Text passage -
● ● ● ●

Omega (Ѡ ѡ; italics: Ѡ ѡ) is a letter used in the early Cyrillic alphabet. Its name and capital form are derived directly from the Greek letter Omega Ω ω.

In some forms it looks similar to the letter We.

The Cyrillic letter broad omega Ꙍ ꙍ.

Unlike Greek, the Slavic languages had only a single //ɔ// sound, so Omega was little used compared to the letter O (О о), descended from the Greek letter Omicron. In the older ustav writing, Omega was used mainly for its numeric value of 800, and rarely appeared even in Greek words. In later semi-ustav manuscripts it was used for decorative purposes, along with the broad version as well as the Broad On Ѻ ѻ.

Modern Church Slavonic has developed strict rules for the use of these letterforms.

The Cyrillic letter beautiful omega Ѽ ѽ.

Another variation of omega is the ornate or beautiful omega, used as an interjection, "O!". It is represented in Unicode 5.1 by the misnamed character omega with titlo . It descends from the Greek omega with the smooth breathing (psili) and circumflex (perispomeni) diacritical marks Ὦ ὦ, also used in the corresponding exclamation in ancient Greek.

● ● ● ●

Raw data -
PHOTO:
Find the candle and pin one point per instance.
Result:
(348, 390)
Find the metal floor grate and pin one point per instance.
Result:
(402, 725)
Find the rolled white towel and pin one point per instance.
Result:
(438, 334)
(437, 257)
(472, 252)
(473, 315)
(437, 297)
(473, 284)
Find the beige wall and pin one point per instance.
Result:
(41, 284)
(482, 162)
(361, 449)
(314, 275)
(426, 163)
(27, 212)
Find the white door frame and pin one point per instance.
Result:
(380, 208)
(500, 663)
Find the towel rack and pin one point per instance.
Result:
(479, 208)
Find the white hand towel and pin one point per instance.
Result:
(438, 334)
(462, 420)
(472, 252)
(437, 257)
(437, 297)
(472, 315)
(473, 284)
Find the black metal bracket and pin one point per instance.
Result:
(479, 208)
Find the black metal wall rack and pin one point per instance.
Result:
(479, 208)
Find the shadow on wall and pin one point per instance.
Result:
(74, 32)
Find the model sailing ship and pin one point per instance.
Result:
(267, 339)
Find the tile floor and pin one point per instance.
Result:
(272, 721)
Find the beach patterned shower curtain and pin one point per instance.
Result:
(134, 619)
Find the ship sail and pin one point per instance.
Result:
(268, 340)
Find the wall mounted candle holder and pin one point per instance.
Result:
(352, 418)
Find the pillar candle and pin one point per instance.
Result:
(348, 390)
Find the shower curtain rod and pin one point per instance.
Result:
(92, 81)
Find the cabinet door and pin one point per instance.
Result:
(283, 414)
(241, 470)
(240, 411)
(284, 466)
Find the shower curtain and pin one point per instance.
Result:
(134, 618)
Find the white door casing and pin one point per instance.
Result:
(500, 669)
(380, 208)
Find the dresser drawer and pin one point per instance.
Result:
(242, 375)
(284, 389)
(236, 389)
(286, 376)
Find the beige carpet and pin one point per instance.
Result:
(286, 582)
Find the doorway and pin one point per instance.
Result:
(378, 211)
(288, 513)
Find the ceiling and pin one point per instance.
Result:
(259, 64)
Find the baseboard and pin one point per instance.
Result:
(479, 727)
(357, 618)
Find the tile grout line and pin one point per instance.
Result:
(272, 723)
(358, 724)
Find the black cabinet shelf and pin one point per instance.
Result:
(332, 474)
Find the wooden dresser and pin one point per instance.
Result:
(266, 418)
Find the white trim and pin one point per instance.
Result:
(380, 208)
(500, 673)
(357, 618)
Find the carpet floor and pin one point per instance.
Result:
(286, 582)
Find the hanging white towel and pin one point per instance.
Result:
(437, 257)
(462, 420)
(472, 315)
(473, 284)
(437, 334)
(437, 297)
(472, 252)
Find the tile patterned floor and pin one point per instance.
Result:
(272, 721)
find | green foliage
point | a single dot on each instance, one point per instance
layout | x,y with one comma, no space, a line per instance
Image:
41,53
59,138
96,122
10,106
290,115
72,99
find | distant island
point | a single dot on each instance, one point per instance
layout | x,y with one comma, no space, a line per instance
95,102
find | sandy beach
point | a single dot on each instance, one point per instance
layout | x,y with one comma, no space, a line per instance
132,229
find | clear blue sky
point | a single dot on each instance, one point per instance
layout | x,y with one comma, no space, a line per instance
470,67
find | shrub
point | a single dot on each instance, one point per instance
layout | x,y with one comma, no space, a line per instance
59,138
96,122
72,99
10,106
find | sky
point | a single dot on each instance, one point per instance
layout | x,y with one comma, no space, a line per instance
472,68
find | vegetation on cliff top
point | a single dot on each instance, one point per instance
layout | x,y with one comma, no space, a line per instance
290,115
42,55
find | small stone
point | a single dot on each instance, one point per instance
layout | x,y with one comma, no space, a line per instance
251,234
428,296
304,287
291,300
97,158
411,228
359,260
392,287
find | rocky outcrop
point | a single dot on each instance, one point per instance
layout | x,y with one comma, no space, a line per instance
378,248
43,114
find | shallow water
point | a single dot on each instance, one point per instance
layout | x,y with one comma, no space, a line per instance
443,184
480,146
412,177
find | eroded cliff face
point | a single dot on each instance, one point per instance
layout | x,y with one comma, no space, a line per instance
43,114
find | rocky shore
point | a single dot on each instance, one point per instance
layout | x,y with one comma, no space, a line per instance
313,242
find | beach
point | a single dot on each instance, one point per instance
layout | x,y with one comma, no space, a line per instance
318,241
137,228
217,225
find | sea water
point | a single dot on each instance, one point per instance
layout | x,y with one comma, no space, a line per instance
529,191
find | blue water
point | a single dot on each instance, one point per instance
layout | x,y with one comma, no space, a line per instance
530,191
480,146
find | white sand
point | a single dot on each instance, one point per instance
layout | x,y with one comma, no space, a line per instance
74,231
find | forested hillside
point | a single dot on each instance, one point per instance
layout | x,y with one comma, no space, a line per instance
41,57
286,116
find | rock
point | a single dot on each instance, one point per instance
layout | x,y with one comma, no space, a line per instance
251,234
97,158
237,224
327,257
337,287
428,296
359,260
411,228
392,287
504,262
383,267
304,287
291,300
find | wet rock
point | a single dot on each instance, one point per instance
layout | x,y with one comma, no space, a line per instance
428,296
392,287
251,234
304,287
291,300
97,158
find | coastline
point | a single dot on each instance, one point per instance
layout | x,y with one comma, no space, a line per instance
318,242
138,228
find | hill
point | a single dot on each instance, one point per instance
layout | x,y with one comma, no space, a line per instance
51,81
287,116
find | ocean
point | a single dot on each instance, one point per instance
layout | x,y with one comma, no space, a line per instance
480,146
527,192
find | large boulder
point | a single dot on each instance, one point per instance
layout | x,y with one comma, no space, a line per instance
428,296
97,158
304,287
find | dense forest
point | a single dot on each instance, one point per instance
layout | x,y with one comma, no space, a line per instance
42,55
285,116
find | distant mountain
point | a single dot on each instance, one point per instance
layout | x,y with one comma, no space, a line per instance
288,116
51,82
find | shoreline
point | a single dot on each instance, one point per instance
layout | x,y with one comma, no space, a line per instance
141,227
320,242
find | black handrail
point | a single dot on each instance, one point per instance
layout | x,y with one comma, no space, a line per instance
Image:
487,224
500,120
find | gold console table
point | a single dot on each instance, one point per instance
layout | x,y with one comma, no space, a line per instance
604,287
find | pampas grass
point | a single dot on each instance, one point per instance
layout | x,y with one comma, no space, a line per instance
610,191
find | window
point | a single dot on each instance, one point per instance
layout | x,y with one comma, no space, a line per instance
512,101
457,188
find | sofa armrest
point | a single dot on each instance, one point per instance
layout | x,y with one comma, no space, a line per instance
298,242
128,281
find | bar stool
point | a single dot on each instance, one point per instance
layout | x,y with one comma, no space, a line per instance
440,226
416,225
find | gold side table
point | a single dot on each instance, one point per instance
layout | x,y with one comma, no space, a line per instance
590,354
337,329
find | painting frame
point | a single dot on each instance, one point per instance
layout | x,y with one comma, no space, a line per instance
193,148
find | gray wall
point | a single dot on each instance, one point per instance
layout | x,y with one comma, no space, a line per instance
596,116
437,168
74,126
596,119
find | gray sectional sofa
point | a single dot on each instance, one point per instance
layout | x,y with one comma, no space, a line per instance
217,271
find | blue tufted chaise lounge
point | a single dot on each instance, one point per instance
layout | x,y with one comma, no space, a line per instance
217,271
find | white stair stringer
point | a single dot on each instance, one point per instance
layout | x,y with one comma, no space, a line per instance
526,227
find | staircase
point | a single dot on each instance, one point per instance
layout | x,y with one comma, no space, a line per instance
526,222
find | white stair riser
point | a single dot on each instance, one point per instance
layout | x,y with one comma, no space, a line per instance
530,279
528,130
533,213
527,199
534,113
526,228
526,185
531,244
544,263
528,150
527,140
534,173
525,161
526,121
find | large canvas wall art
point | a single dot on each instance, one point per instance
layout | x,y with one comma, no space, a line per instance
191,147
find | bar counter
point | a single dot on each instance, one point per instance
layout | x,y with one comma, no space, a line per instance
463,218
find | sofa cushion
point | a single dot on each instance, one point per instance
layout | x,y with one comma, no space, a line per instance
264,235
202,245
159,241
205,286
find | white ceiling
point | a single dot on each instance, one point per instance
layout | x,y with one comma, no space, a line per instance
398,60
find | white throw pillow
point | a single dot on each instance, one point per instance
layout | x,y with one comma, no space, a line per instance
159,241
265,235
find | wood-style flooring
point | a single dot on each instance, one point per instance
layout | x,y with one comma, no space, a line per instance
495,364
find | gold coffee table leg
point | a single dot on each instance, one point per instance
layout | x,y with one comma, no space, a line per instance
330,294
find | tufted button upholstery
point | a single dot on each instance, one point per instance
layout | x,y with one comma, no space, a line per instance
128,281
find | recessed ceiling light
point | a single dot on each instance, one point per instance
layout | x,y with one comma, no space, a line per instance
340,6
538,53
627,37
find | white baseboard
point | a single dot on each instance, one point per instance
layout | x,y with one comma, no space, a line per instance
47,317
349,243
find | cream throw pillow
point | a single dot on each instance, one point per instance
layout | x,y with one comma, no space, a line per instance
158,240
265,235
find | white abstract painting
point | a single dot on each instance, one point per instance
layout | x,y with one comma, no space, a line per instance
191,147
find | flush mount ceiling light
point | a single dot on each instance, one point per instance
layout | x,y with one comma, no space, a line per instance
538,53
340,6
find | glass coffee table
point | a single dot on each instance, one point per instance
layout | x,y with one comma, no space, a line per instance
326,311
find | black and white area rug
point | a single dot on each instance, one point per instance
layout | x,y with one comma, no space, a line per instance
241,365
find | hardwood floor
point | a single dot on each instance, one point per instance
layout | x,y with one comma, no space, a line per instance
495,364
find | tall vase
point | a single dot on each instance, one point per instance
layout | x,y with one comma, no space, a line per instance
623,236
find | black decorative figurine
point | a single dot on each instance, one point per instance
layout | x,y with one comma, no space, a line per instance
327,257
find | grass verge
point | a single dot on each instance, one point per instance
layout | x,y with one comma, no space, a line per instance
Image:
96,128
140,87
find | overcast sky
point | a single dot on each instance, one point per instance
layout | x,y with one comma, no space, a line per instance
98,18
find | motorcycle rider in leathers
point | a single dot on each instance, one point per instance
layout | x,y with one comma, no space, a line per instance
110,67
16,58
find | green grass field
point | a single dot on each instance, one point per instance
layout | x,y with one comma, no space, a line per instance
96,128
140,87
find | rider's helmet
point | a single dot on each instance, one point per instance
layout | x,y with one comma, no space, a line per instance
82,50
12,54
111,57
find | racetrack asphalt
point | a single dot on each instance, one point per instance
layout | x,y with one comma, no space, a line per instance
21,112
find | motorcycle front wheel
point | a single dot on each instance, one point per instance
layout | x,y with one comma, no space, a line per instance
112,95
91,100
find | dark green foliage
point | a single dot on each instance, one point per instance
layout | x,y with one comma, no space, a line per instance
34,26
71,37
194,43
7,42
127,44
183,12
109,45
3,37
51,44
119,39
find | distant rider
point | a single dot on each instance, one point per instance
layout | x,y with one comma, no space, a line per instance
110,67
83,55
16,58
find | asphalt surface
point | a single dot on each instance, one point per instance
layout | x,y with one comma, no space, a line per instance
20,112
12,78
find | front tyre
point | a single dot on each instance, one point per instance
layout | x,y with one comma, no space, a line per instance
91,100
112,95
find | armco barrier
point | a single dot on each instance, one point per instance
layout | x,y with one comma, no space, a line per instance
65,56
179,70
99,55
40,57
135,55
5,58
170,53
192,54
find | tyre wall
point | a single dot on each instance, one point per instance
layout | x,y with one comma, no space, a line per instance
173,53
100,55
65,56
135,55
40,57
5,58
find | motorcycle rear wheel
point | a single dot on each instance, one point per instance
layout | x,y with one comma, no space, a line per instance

● ● ● ●

For each statement, say yes or no according to the Cyrillic Omega text and quote the words of the text that decide it.
1. In the older ustav writing, Omega served mainly for its numeric value of 800.
2. The Slavic languages had more than one //ɔ// sound.
3. Unicode 5.1 represents the beautiful omega with a character named omega with titlo.

Exercise solution -
1. Yes: "In the older ustav writing, Omega was used mainly for its numeric value of 800"
2. No: "the Slavic languages had only a single //ɔ// sound"
3. Yes: "It is represented in Unicode 5.1 by the misnamed character omega with titlo"